Copy out every line of the records from the line that has "Objective — indicate one point on every instance of the mountain" through the final line, and shift each coordinate in the answers by adding 106 to it.

:: STORED RECORDS

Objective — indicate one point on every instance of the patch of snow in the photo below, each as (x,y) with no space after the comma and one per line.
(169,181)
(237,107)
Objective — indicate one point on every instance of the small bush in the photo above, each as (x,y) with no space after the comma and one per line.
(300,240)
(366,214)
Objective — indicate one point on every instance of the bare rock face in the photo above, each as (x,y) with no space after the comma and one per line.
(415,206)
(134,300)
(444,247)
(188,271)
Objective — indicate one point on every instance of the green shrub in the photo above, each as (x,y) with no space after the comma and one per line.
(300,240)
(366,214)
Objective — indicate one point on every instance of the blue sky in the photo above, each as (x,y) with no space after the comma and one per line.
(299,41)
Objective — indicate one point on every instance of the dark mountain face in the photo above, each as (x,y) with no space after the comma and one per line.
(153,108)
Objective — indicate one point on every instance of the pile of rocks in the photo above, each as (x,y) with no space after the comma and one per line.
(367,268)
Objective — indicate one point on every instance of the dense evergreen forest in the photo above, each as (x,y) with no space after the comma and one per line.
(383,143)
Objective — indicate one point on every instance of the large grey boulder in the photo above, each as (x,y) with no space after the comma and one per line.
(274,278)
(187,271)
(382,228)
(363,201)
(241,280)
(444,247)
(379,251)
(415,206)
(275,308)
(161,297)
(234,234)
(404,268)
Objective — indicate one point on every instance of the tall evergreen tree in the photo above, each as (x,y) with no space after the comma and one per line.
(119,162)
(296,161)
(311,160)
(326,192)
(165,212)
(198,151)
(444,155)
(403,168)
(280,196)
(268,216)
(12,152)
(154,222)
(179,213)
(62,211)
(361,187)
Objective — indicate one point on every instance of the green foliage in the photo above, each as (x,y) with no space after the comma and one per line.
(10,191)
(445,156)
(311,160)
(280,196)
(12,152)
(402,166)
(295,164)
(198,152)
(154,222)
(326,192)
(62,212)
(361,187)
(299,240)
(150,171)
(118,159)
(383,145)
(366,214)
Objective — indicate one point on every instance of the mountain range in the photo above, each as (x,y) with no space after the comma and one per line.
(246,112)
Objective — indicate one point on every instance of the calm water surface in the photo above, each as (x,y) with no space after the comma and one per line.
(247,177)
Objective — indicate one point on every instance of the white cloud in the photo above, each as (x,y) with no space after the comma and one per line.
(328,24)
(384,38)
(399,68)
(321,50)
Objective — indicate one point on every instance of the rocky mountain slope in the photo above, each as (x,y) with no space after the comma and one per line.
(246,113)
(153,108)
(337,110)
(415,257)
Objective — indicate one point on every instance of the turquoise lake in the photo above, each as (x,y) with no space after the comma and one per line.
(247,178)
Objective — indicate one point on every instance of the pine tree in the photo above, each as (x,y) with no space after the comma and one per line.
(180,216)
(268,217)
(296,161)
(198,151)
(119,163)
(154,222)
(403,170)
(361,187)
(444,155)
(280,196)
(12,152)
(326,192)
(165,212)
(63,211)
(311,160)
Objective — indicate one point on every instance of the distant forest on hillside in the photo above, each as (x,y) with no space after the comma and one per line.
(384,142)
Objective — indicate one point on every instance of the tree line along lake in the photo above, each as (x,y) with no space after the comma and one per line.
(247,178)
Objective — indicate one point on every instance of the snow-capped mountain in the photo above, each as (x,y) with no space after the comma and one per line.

::::

-- RESPONSE BELOW --
Objective — indicate one point on every instance of the mountain range in the photo above, each as (x,y) with no space after the comma and one per line.
(352,218)
Objective — indicate one point on every instance of the calm water surface in the photo above, each as (x,y) with no space after the comma and one per line.
(353,283)
Objective — indicate one point on every instance of the white cloud in the photo above, each as (x,y) with no space after the comma and one per line.
(434,130)
(490,144)
(505,174)
(427,156)
Objective — indicate one point on every instance of the rocky mountain slope in the photo above, each as (x,y) with no space after the comma and one per line.
(352,219)
(259,214)
(443,216)
(521,363)
Objective — indicate one point on every instance of the turquoise lake in the photo above, each as (x,y) with no space after the comma and one per line.
(353,284)
Objective — indicate one point on every instance of the pine tree in the photo above, each as (x,y) with no space after the comma and one per line.
(286,322)
(374,323)
(402,267)
(304,257)
(225,269)
(260,328)
(509,276)
(467,293)
(550,261)
(386,302)
(118,258)
(432,298)
(271,318)
(169,317)
(417,266)
Objective — indicate one point on every instance of the distant forest on hillside in the photo above, each as (x,y) with no space after the comma and one per line.
(490,248)
Objective — indicate one point on every instance of the tree line along lake in the photo above, each as (x,y) with no space after the comma and one per line.
(353,284)
Objective — indicate one point on every instance of the snow-capped mountain in the photo above, each as (x,y) with no space after the comma and one per line.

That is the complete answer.